## WRITTEN REQUEST
Reproduce the data below word for word, starting at the line containing "the donkey head" and running through the end of the data, both ends included.
+++ RECORDS TO PROCESS +++
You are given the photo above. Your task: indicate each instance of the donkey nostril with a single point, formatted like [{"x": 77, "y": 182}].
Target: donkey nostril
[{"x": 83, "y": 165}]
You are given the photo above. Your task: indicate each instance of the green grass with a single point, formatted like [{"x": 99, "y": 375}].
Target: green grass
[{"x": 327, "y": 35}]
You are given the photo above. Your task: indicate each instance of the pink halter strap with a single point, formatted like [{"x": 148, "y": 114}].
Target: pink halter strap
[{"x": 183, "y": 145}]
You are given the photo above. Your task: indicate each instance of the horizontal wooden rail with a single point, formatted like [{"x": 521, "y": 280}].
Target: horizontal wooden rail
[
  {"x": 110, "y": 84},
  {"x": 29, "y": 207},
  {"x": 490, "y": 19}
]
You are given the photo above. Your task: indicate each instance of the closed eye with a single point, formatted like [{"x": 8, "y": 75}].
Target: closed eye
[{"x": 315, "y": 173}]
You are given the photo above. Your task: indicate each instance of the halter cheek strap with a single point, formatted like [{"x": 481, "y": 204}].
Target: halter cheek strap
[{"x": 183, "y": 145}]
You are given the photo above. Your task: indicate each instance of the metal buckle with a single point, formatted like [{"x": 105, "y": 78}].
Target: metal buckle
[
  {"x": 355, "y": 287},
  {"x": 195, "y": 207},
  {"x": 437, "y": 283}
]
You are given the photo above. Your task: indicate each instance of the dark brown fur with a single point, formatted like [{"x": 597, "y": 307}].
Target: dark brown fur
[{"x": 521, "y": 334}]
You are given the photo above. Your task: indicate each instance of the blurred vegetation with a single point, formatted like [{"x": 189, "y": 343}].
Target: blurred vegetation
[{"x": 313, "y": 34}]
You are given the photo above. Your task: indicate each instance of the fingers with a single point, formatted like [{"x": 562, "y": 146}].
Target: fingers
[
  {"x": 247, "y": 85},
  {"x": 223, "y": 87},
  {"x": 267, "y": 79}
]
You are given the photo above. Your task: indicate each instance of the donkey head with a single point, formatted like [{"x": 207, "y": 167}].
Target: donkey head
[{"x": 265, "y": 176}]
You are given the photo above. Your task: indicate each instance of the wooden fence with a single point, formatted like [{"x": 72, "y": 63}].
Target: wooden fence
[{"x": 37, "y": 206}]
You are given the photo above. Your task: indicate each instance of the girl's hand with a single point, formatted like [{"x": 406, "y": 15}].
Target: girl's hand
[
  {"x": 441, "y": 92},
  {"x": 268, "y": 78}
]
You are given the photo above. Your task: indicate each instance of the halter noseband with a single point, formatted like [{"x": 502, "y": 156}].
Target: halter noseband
+++
## RESULT
You are given the photo above. Your task: indicate each instance of the donkey head with a single point, formatted like [{"x": 207, "y": 167}].
Target: donkey head
[{"x": 265, "y": 176}]
You are given the photo above. Your task: indicate each instance of the wooden fence with a single point, formatted like [{"x": 72, "y": 63}].
Target: wooden fence
[{"x": 37, "y": 206}]
You are given the photo above. Your task: indicate each instance of the girl's hand with a single point, formatted like [{"x": 406, "y": 15}].
Target: girl's hand
[
  {"x": 441, "y": 92},
  {"x": 268, "y": 78}
]
You are given the photo above. Your task: indicate each instance of the halter noseband with a single point, formatted like [{"x": 502, "y": 156}].
Target: halter noseband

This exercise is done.